=== Data for processing ===
● ● ●

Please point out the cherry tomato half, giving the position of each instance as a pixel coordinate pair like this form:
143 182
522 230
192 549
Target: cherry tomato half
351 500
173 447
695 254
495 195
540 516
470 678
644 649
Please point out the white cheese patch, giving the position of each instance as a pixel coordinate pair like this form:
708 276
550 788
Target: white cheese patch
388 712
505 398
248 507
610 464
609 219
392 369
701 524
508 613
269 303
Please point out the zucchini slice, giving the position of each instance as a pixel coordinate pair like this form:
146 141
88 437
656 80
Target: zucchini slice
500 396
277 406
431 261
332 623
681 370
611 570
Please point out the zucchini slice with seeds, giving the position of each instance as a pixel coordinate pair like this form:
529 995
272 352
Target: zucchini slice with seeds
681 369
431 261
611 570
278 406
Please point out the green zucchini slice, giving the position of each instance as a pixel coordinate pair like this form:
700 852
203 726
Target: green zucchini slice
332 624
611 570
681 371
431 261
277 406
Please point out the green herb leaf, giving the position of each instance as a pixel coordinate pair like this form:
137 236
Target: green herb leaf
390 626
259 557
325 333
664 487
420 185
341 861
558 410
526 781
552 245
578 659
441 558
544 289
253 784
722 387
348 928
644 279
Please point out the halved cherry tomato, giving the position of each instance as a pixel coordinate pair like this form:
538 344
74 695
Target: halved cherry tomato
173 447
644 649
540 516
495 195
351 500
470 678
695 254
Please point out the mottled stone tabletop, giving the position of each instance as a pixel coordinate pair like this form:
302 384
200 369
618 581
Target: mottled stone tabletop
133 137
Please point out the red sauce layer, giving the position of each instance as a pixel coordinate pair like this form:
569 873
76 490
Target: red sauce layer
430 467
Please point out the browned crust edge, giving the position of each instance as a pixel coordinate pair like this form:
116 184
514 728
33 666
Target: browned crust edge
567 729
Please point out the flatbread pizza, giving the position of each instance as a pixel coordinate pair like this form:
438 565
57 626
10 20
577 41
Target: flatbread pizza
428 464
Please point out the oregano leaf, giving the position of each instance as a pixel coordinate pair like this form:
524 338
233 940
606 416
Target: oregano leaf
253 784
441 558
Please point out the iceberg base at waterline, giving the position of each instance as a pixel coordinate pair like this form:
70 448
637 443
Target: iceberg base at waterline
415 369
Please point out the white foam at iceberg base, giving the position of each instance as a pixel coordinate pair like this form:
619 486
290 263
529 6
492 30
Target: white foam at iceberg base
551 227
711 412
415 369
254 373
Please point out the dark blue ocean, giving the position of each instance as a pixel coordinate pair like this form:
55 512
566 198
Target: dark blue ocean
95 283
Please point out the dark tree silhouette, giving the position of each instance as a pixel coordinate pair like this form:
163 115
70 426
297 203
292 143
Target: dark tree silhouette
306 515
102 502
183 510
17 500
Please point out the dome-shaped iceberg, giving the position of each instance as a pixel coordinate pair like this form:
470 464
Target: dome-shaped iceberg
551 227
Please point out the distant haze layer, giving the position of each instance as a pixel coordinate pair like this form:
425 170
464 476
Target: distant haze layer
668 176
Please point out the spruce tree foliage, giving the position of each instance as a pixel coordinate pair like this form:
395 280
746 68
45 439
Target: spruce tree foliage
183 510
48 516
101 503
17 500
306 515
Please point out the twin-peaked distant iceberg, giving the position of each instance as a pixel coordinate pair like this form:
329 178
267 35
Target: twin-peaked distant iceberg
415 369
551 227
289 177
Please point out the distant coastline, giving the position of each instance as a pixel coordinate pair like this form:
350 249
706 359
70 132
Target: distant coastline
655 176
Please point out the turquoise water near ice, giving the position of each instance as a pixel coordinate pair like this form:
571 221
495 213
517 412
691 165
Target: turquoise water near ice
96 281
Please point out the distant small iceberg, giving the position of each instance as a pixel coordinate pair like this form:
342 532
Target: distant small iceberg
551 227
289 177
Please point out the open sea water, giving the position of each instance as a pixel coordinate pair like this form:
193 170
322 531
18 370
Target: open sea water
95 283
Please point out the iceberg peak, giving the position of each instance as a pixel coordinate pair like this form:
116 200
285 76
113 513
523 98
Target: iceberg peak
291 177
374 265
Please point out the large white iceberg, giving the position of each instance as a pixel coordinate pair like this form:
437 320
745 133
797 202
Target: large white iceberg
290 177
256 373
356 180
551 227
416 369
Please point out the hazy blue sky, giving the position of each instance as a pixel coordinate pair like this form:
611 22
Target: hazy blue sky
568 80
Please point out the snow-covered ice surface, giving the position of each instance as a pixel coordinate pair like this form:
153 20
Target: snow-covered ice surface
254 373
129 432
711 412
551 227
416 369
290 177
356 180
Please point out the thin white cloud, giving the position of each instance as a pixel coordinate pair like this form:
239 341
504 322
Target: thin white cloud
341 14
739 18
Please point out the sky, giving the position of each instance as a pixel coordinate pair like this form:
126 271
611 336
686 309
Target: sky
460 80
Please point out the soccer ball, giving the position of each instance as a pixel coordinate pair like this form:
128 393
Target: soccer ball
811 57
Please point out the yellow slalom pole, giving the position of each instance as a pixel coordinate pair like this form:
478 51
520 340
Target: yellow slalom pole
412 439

● ● ●

Repeat all of the material above with every "pixel coordinate pair" renamed to "pixel position", leaving everything else unchanged.

Please point out the cherry tomato half, giving the position of each instance as a pixel position like this form:
143 182
522 230
192 549
Target: cherry tomato half
351 500
173 447
695 254
495 195
540 516
470 678
644 649
Please point out the white cheese patch, giving the position of each instance as a pixel position like this form:
708 276
550 788
Target: white cheese patch
388 712
505 398
248 507
610 464
609 219
392 369
701 524
508 613
269 303
Please point out the zucchini slice, giving the position of each instance as a pixel position like this form:
146 141
88 437
656 80
Target: zucchini slice
500 396
277 406
431 261
332 623
681 370
611 570
Please point out the zucchini slice with seeds, giving the position of each instance as a pixel position like this form:
529 995
272 352
Target: zucchini slice with seeds
681 369
431 261
611 570
278 406
Please point out the green zucchini slice, giving the position of each instance as a pixel position like this form:
700 852
203 726
Target: green zucchini slice
332 624
611 570
681 371
431 261
277 406
Please point out the green herb leaf, giving the position of each instance as a pixel position like this form:
137 236
Target: green herb leaf
390 626
259 557
325 333
664 487
420 185
341 861
558 410
526 781
552 245
578 659
441 558
544 289
253 784
722 387
348 928
644 279
Please point out the halved cherry tomato, giving the position of each instance as a pixel position like this form:
538 344
74 695
Target: halved cherry tomato
173 447
644 649
540 516
495 195
351 500
470 678
695 254
Please point out the mottled stone tabletop, giving the position of each instance as a pixel position like this form:
302 384
200 369
618 581
Target: mottled stone tabletop
133 137
Please point out the red sauce layer, giving the position of each instance as a pixel position like this form:
569 873
76 490
Target: red sauce layer
430 467
Please point out the browned crust edge, giving the position of each instance as a pixel position like this form:
116 184
514 728
33 666
Target: browned crust edge
567 729
Please point out the flatbread pizza, giving the position of each instance as a pixel position like this form:
438 565
57 626
10 20
577 41
Target: flatbread pizza
428 464
Please point out the oregano leaf, giving the position of each instance as a pixel position like this form:
524 338
233 940
606 416
Target: oregano leaf
253 784
441 558
Please point out the iceberg base at waterline, giving the position of each instance as a pixel position like this form:
70 448
637 443
Target: iceberg base at waterline
415 369
Please point out the white foam at iceberg base, giving the position of each instance as a pixel position like this form:
619 486
290 263
529 6
492 30
Target: white foam at iceberg base
551 227
711 412
415 369
254 373
Please point out the dark blue ocean, giving the position of each instance as a pixel position like this form:
55 512
566 198
Target: dark blue ocean
95 283
Please point out the dark tree silhouette, giving the position of each instance as a pixel position like this form:
163 115
70 426
297 203
292 143
Target: dark tree silhouette
306 515
102 502
183 510
17 500
Please point out the dome-shaped iceberg, giving the position of each instance as a pixel position like this form:
470 464
Target: dome-shaped iceberg
551 227
Please point out the distant haze layer, giving the position of each instance as a pixel position like this form:
425 170
464 476
Target: distant haze layer
668 176
Please point out the spruce tree foliage, giving the position of each instance as a pixel position like this form:
395 280
746 68
45 439
Target: spruce tree foliage
183 510
48 516
101 503
17 500
306 515
Please point out the twin-peaked distant iceberg, giving the position of each instance as a pixel position like this form:
329 178
267 35
Target: twin-peaked distant iceberg
415 369
551 227
289 177
Please point out the distant coastline, giving the position of each instance as a pixel position like this form:
350 249
706 359
70 132
Target: distant coastline
655 176
Please point out the turquoise water near ice, giving the position of each instance as a pixel position like this form:
571 221
495 213
517 412
691 165
Target: turquoise water near ice
96 281
Please point out the distant small iceberg, giving the position of each instance as a pixel position like this form:
342 532
Target: distant small iceberg
551 227
289 177
Please point out the open sea water, giving the position of each instance as a pixel position like this form:
193 170
322 531
18 370
Target: open sea water
95 283
Please point out the iceberg peak, giving the position of each instance as a pixel position like this form:
116 200
285 76
113 513
523 98
Target: iceberg peak
291 177
374 265
Please point out the large white iceberg, giving the position of each instance as a pixel position like this form:
437 320
745 133
797 202
Target: large white iceberg
290 177
256 373
356 180
551 227
416 369
Please point out the hazy blue sky, giving the position of each instance as a pixel position like this form:
611 22
Target: hazy blue sky
568 80
Please point out the snow-covered ice surface, giving the position of each instance as a pixel position like this form:
153 20
Target: snow-covered ice surface
254 373
129 432
711 412
551 227
416 369
290 177
356 180
Please point out the thin white cloud, giving the position of each instance as a pixel position like this form:
239 341
504 322
Target: thin white cloud
341 14
739 18
Please point out the sky, giving the position of each instance as a pixel position like this form:
126 271
611 336
686 309
Target: sky
460 80
Please point out the soccer ball, giving the position of each instance as a pixel position like this form:
128 393
Target: soccer ball
811 57
Please point out the yellow slalom pole, giving the position of each instance as a pixel position like this form:
478 51
520 340
Target: yellow slalom pole
412 439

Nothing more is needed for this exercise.